DOCUMENT EXCERPT:
§
Why hip surgery might not be the end of Andy Murray's career after all
A leading hip specialist believes surgery could help Andy Murray return to his best form - provided there is not too much damage in the joint.
The former world number one withdrew from the Australian Open on Thursday and is considering going under the knife to try to resolve the problem, which has kept him sidelined since Wimbledon.
Murray has kept the exact details of the injury private but is known to have consulted a number of specialists in a bid to find the best way forward.
With a conservative approach not having allowed him to return to the court, an operation now appears a likely course of action.
Murray had hoped to avoid surgery and admitted in an emotional social media post earlier this week that he has been told the chances of a successful outcome are not as high as he would like.
Professor Max Fehily, the lead surgeon at The Manchester Hip Clinic, has extensive experience operating on athletes with similar problems.
He told Press Association Sport: "As I understand, he's got a condition called femoroacetabular impingement, which is very common in athletes.
"We see a lot of it in football, rugby, squash, tennis, and essentially it's where the ball of the hip impacts against the cup. One of the problems with athletes is, as it impacts repeatedly, eventually it can damage or tear the labrum, but it can also eventually start to cause arthritis.
"Everybody's on a spectrum, with one end being just a cartilage tear and the other end being significant joint surface damage."
Professor Fehily sees surgery as being a good option for Murray and one that could well allow him to return to the top of the sport, albeit after a significant period on the sidelines.
"He'll have had the best physio and body strengthening you can have, so then the next step is surgery," he said. "And in a way I'm surprised he's left it this long because it's very difficult to perform at his level with that kind of an injury.
"Recovery from keyhole surgery, you're looking at realistically six to 12 months before you're back at top level. He'll have done a lot of work pre-surgery to make him stronger and that will speed up his recovery.
"Based on what's in the public domain, there's no reason why he can't return to his previous level, but it will all depend on how much damage is already there."
Murray's withdrawal from the year's first grand slam appeared inevitable after he pulled out of his scheduled warm-up tournament in Brisbane earlier this week.
§
Saved entries:
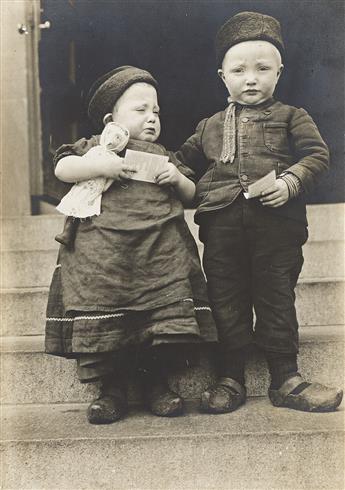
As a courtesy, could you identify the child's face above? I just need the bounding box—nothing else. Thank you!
[112,82,161,142]
[218,41,283,105]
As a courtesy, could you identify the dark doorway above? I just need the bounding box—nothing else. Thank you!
[40,0,344,203]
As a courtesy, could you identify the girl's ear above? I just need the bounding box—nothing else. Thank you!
[103,112,113,126]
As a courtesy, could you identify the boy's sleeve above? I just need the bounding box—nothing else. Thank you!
[53,136,99,168]
[175,119,208,182]
[288,109,329,192]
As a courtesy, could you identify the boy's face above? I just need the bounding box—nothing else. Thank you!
[218,41,283,105]
[112,82,161,142]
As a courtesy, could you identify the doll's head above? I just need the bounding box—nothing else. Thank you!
[216,12,284,105]
[88,66,160,142]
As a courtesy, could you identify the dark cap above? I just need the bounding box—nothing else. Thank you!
[87,66,158,130]
[215,12,284,66]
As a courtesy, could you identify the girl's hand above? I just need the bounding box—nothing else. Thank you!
[83,146,136,180]
[156,162,181,186]
[260,179,289,208]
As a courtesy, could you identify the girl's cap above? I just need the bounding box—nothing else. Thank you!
[215,12,284,67]
[87,65,158,130]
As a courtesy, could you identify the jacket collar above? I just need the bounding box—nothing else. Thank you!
[236,97,276,111]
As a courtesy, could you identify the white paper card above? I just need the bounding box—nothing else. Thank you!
[243,170,276,199]
[124,150,169,183]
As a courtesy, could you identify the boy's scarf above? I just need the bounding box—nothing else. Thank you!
[220,97,236,163]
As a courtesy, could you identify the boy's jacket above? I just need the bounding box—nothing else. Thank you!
[176,98,329,222]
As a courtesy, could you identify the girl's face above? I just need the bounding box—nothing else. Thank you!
[112,82,161,142]
[218,41,283,105]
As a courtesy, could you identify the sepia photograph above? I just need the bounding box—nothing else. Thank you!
[0,0,345,490]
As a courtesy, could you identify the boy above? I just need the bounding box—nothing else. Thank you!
[177,12,342,413]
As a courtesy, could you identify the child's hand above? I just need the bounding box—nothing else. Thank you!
[156,162,181,186]
[83,146,136,180]
[260,179,289,208]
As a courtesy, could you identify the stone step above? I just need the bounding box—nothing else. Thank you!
[1,211,345,288]
[0,278,345,336]
[300,240,345,279]
[1,326,345,404]
[1,398,344,490]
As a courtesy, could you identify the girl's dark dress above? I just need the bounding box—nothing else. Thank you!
[46,136,216,357]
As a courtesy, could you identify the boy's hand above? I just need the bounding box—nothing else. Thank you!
[83,146,136,180]
[156,162,181,186]
[260,179,289,208]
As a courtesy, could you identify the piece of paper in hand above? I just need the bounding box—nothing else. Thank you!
[243,170,276,199]
[124,150,169,183]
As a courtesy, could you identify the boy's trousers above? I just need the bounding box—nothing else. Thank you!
[198,194,308,353]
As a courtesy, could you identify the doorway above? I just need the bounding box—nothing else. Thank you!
[39,0,344,203]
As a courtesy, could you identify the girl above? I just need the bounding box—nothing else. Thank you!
[46,66,216,423]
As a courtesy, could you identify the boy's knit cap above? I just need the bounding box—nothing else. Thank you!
[87,65,158,130]
[215,12,284,66]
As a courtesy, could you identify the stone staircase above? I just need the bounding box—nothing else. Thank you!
[0,204,345,490]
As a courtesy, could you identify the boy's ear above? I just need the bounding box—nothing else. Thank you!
[277,65,284,79]
[217,68,224,82]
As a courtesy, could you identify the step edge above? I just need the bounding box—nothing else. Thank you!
[0,324,345,356]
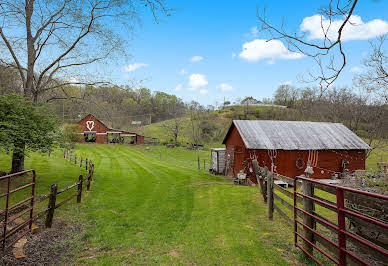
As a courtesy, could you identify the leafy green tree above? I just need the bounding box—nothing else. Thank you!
[0,94,57,173]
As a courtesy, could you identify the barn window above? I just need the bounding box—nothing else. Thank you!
[84,132,96,142]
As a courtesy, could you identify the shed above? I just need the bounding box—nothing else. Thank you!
[222,120,370,182]
[77,114,144,144]
[210,148,225,174]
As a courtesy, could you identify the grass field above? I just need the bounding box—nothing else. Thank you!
[0,145,301,265]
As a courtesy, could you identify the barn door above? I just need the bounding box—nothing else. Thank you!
[233,146,244,176]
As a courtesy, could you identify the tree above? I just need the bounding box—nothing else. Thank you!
[257,0,358,91]
[355,35,388,104]
[0,0,169,103]
[0,94,57,173]
[0,0,169,168]
[274,85,299,108]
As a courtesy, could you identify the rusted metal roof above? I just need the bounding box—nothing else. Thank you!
[224,120,370,150]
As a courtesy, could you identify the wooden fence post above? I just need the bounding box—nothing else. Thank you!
[302,180,315,254]
[252,159,267,202]
[45,184,58,228]
[77,175,83,203]
[86,173,92,191]
[267,172,273,220]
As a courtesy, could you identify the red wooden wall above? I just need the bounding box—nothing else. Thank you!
[78,114,144,144]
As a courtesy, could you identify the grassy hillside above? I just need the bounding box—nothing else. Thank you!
[140,106,282,147]
[1,144,301,265]
[141,106,388,169]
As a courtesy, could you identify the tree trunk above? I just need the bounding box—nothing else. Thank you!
[11,147,24,174]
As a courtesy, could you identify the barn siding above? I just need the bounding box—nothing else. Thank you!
[77,114,144,144]
[78,114,109,133]
[225,123,365,183]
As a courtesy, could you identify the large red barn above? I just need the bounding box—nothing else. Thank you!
[78,114,144,144]
[222,120,370,182]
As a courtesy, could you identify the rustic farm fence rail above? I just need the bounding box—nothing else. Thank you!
[35,150,94,227]
[252,160,388,265]
[0,150,94,255]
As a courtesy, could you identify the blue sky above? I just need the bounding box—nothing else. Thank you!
[113,0,388,105]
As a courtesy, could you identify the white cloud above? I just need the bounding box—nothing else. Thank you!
[217,83,234,91]
[239,39,303,63]
[190,55,203,62]
[174,83,183,91]
[349,67,363,73]
[124,63,148,72]
[189,74,208,90]
[69,77,78,84]
[280,80,292,86]
[251,26,259,37]
[300,15,388,41]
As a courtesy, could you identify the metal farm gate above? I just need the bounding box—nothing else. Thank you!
[0,169,36,255]
[293,176,388,265]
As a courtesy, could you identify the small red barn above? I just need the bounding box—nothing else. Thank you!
[77,114,144,144]
[222,120,370,182]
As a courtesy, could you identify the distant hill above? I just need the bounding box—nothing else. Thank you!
[140,105,286,147]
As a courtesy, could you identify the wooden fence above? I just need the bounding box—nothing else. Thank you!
[197,156,211,170]
[252,160,388,265]
[34,150,94,227]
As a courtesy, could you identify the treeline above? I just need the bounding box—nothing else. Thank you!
[44,86,185,129]
[274,86,388,145]
[0,65,186,129]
§
WORK TO COMPLETE:
1. Please write out the passage of the Andy Murray hip article starting with "Murray had hoped" and going on through "he would like.".
2. In the Andy Murray hip article, at which clinic is Professor Max Fehily the lead surgeon?

TASK RESULTS:
1.
Murray had hoped to avoid surgery and admitted in an emotional social media post earlier this week that he has been told the chances of a successful outcome are not as high as he would like.

2. The Manchester Hip Clinic